(Assigned task): From the line containing "Query: white candle" down to the line containing "Every instance of the frosted", copy out the entries below exactly, both lines included, and nothing else; pictures do not belong in the copy.

(Stored dataset items):
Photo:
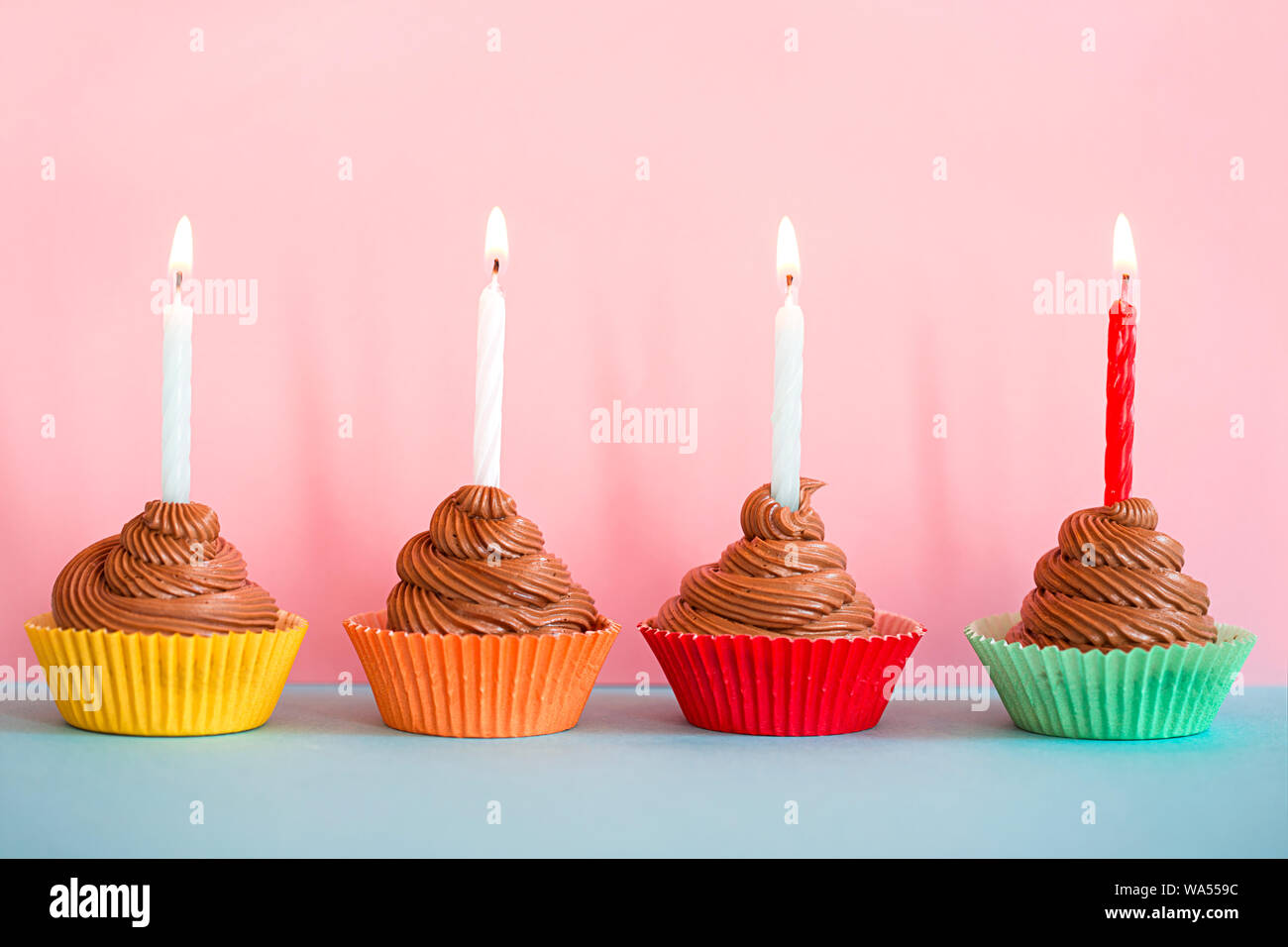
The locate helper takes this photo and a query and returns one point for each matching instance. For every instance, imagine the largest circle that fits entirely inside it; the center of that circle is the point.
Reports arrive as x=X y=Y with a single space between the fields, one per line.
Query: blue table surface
x=326 y=779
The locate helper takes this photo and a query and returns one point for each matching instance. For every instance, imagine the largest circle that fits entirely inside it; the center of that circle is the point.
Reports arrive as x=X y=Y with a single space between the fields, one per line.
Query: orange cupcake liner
x=478 y=685
x=154 y=684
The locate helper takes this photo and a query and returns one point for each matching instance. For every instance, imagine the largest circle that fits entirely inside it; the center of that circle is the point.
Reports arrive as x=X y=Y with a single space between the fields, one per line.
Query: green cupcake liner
x=1144 y=693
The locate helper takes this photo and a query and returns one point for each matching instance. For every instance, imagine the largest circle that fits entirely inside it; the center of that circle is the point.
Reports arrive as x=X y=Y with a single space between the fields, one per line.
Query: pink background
x=918 y=292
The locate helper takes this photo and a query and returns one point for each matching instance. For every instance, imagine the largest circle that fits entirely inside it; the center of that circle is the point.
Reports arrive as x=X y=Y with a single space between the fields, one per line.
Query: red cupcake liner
x=785 y=686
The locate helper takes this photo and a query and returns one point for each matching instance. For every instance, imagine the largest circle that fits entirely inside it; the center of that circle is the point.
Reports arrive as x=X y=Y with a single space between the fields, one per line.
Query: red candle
x=1121 y=373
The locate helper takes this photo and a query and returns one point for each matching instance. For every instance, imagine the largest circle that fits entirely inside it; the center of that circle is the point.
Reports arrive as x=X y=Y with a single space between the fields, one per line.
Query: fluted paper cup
x=785 y=686
x=1142 y=693
x=478 y=685
x=154 y=684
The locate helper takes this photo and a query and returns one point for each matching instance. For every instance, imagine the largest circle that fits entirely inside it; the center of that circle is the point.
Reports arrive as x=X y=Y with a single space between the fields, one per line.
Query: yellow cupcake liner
x=155 y=684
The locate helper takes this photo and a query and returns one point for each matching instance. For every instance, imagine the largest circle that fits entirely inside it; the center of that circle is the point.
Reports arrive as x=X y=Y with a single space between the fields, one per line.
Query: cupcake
x=166 y=622
x=776 y=639
x=485 y=634
x=1116 y=641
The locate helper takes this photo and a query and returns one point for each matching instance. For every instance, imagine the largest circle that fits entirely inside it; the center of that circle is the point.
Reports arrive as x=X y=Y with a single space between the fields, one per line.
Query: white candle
x=489 y=359
x=176 y=376
x=785 y=483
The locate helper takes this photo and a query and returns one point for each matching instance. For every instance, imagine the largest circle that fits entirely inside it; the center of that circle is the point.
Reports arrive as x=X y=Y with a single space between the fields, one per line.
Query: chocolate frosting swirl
x=1113 y=583
x=167 y=571
x=781 y=579
x=482 y=569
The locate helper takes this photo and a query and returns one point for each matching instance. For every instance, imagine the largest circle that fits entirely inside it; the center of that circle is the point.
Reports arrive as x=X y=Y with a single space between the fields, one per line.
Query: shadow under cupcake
x=1115 y=642
x=776 y=639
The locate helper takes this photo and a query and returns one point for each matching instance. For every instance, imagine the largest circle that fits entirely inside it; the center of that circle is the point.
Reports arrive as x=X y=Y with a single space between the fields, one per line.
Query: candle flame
x=1125 y=248
x=180 y=249
x=789 y=254
x=496 y=244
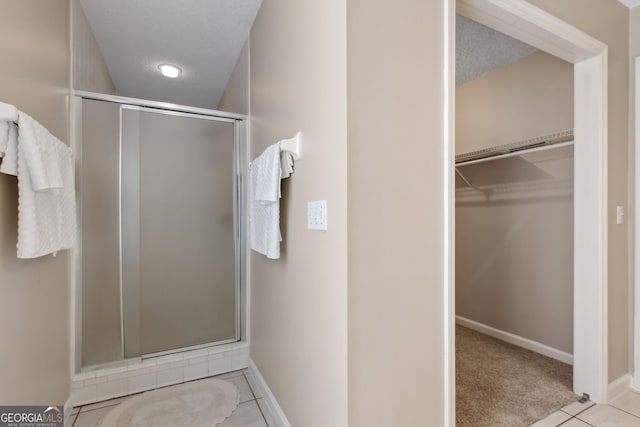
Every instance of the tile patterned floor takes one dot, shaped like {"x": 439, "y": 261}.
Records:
{"x": 622, "y": 412}
{"x": 251, "y": 412}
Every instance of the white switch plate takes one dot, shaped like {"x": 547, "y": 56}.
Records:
{"x": 317, "y": 215}
{"x": 619, "y": 215}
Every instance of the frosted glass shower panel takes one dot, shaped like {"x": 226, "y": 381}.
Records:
{"x": 178, "y": 244}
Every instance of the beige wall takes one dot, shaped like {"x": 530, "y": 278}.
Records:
{"x": 90, "y": 72}
{"x": 634, "y": 51}
{"x": 531, "y": 97}
{"x": 299, "y": 302}
{"x": 235, "y": 98}
{"x": 34, "y": 307}
{"x": 608, "y": 21}
{"x": 395, "y": 277}
{"x": 514, "y": 249}
{"x": 396, "y": 225}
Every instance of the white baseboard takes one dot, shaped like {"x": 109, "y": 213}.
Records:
{"x": 137, "y": 375}
{"x": 543, "y": 349}
{"x": 618, "y": 387}
{"x": 269, "y": 398}
{"x": 635, "y": 382}
{"x": 68, "y": 407}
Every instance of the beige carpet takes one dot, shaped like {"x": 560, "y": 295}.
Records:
{"x": 501, "y": 385}
{"x": 202, "y": 403}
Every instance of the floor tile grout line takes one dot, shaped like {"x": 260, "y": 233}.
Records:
{"x": 250, "y": 388}
{"x": 622, "y": 410}
{"x": 256, "y": 399}
{"x": 262, "y": 413}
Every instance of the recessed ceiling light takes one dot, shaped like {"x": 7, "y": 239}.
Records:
{"x": 171, "y": 71}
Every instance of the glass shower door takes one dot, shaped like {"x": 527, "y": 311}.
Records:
{"x": 178, "y": 228}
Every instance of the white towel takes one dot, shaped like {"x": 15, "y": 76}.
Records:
{"x": 46, "y": 191}
{"x": 265, "y": 203}
{"x": 286, "y": 164}
{"x": 9, "y": 148}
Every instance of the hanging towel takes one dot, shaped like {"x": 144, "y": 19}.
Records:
{"x": 46, "y": 191}
{"x": 286, "y": 164}
{"x": 9, "y": 148}
{"x": 265, "y": 203}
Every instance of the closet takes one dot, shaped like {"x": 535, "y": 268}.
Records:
{"x": 514, "y": 227}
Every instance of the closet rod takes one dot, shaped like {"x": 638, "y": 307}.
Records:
{"x": 520, "y": 146}
{"x": 516, "y": 153}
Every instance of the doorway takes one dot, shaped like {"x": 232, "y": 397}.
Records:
{"x": 527, "y": 23}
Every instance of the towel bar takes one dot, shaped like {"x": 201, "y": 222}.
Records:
{"x": 8, "y": 113}
{"x": 292, "y": 145}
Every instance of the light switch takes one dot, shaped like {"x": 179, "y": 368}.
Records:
{"x": 317, "y": 215}
{"x": 619, "y": 215}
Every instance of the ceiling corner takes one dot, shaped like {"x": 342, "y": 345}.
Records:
{"x": 630, "y": 3}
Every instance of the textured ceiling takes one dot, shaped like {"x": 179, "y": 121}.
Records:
{"x": 480, "y": 50}
{"x": 203, "y": 37}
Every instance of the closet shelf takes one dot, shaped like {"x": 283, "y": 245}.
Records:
{"x": 516, "y": 147}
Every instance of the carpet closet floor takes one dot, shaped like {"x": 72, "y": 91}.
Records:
{"x": 251, "y": 411}
{"x": 501, "y": 385}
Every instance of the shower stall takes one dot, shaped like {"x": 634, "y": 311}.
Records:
{"x": 161, "y": 259}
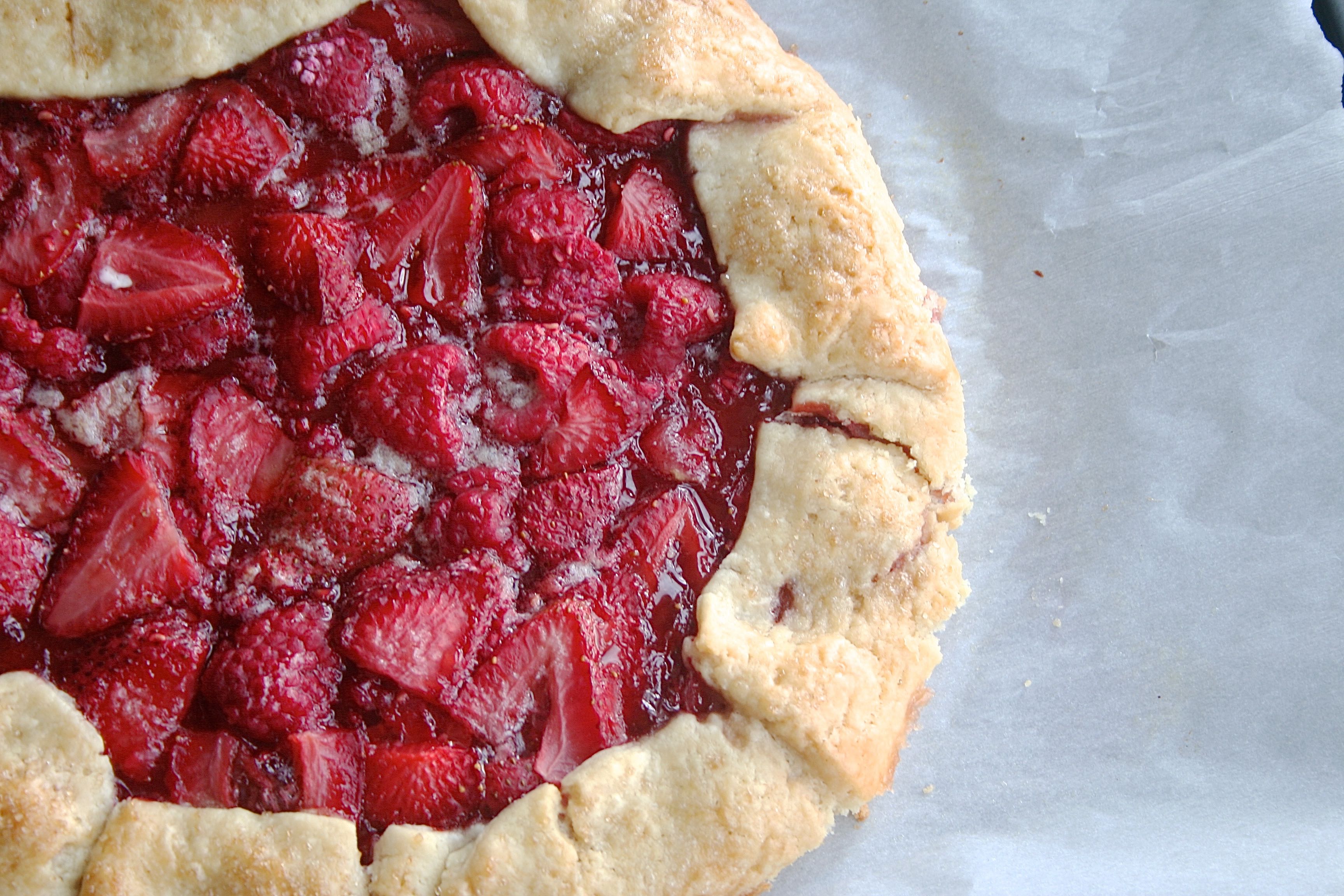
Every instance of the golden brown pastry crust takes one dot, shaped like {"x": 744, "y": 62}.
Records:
{"x": 851, "y": 534}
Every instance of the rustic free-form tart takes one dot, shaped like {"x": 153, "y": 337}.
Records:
{"x": 463, "y": 450}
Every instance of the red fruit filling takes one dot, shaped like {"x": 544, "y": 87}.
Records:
{"x": 368, "y": 426}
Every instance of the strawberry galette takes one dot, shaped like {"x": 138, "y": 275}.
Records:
{"x": 500, "y": 449}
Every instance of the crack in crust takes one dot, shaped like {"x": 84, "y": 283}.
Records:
{"x": 826, "y": 292}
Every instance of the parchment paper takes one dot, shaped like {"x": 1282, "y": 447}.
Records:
{"x": 1146, "y": 691}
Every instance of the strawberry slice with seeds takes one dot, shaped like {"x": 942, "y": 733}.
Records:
{"x": 236, "y": 145}
{"x": 427, "y": 784}
{"x": 57, "y": 354}
{"x": 151, "y": 277}
{"x": 648, "y": 224}
{"x": 201, "y": 769}
{"x": 531, "y": 226}
{"x": 312, "y": 355}
{"x": 445, "y": 219}
{"x": 35, "y": 475}
{"x": 143, "y": 140}
{"x": 527, "y": 369}
{"x": 413, "y": 404}
{"x": 47, "y": 219}
{"x": 135, "y": 686}
{"x": 573, "y": 514}
{"x": 197, "y": 345}
{"x": 238, "y": 456}
{"x": 551, "y": 664}
{"x": 276, "y": 675}
{"x": 425, "y": 629}
{"x": 126, "y": 556}
{"x": 605, "y": 406}
{"x": 373, "y": 186}
{"x": 331, "y": 74}
{"x": 521, "y": 155}
{"x": 23, "y": 566}
{"x": 336, "y": 518}
{"x": 330, "y": 766}
{"x": 684, "y": 444}
{"x": 310, "y": 262}
{"x": 491, "y": 91}
{"x": 416, "y": 29}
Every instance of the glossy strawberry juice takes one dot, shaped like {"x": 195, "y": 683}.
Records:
{"x": 368, "y": 426}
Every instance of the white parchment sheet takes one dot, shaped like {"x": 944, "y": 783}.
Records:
{"x": 1146, "y": 691}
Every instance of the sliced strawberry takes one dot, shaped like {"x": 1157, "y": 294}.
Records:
{"x": 331, "y": 74}
{"x": 151, "y": 277}
{"x": 58, "y": 199}
{"x": 197, "y": 345}
{"x": 14, "y": 382}
{"x": 238, "y": 456}
{"x": 605, "y": 406}
{"x": 415, "y": 404}
{"x": 236, "y": 145}
{"x": 23, "y": 566}
{"x": 201, "y": 769}
{"x": 111, "y": 418}
{"x": 308, "y": 262}
{"x": 265, "y": 781}
{"x": 142, "y": 142}
{"x": 527, "y": 367}
{"x": 562, "y": 649}
{"x": 126, "y": 556}
{"x": 276, "y": 675}
{"x": 684, "y": 444}
{"x": 521, "y": 155}
{"x": 506, "y": 781}
{"x": 478, "y": 514}
{"x": 445, "y": 219}
{"x": 424, "y": 629}
{"x": 312, "y": 354}
{"x": 418, "y": 29}
{"x": 338, "y": 518}
{"x": 135, "y": 686}
{"x": 429, "y": 784}
{"x": 580, "y": 288}
{"x": 374, "y": 186}
{"x": 35, "y": 475}
{"x": 533, "y": 228}
{"x": 491, "y": 91}
{"x": 330, "y": 766}
{"x": 57, "y": 354}
{"x": 648, "y": 224}
{"x": 572, "y": 515}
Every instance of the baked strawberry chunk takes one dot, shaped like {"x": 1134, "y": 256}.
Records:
{"x": 276, "y": 675}
{"x": 415, "y": 404}
{"x": 492, "y": 92}
{"x": 551, "y": 665}
{"x": 425, "y": 629}
{"x": 23, "y": 566}
{"x": 417, "y": 29}
{"x": 441, "y": 224}
{"x": 310, "y": 264}
{"x": 37, "y": 476}
{"x": 425, "y": 784}
{"x": 147, "y": 139}
{"x": 126, "y": 556}
{"x": 135, "y": 686}
{"x": 236, "y": 145}
{"x": 49, "y": 217}
{"x": 151, "y": 277}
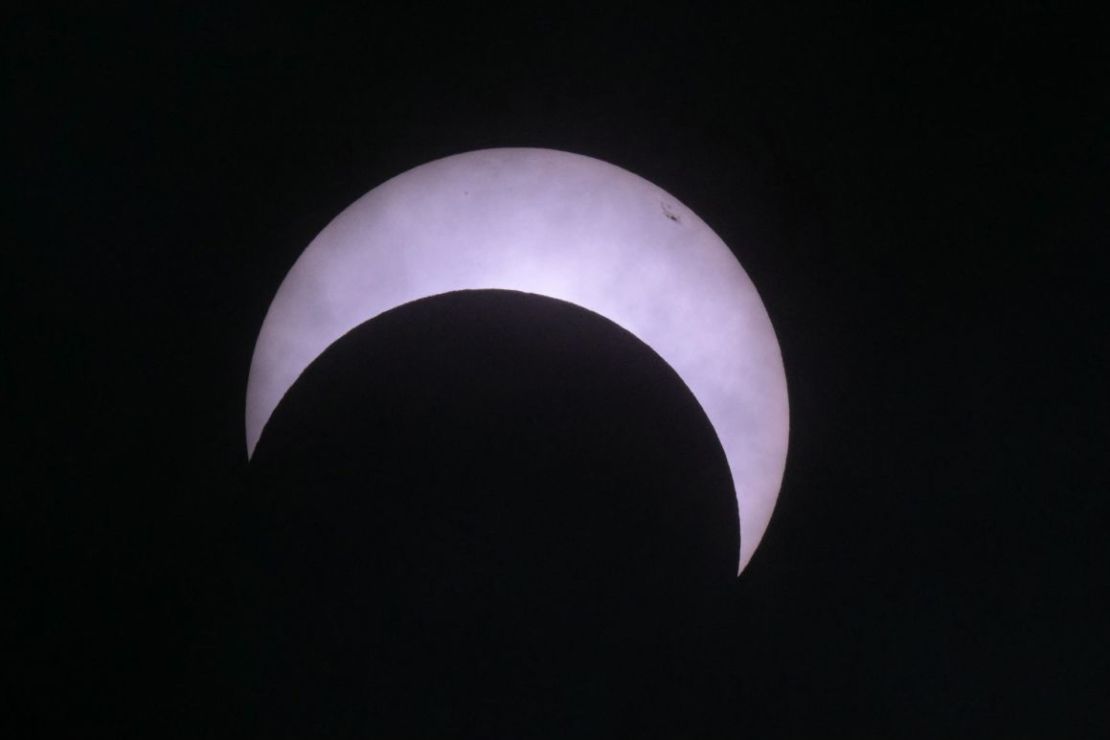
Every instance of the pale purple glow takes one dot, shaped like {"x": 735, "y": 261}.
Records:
{"x": 562, "y": 225}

(Answer to this exercise):
Query: white candle
x=489 y=359
x=176 y=376
x=785 y=483
The locate helper takes this photo and a query and returns one point for each matching instance. For every instance, imagine the largest circle that fits entirely inside it; the center of that circle is the point.
Reports arrive as x=X y=Y with a single space between the fields, one per line.
Query: chocolate frosting swirl
x=1113 y=583
x=167 y=571
x=781 y=579
x=482 y=569
The locate helper takes this photo and a query and returns one point for each matching instance. For every instance, imagine the largest circle that fits entirely inside it; the center of that circle is the point.
Reports arrive as x=X y=Y with a single space between the fields, one per line.
Query: shadow under cupcake
x=1115 y=642
x=776 y=639
The locate helper takes this photo and a query and returns one point for each matching instance. For every instance, imagine the largest circle that fits entirely inside it; the center of that circle is the point.
Reports arrive as x=X y=Y with a single space between the fields, one per line.
Query: candle flame
x=1125 y=248
x=180 y=249
x=789 y=254
x=496 y=244
Every instance of the tile patterned floor takes one dot, shaped like {"x": 439, "y": 261}.
Records:
{"x": 622, "y": 412}
{"x": 251, "y": 412}
Every instance of the white switch plate takes one dot, shaped like {"x": 547, "y": 56}.
Records:
{"x": 317, "y": 215}
{"x": 619, "y": 215}
Every instance of the frosted glass shower panel takes one dot, shaped like {"x": 226, "y": 381}.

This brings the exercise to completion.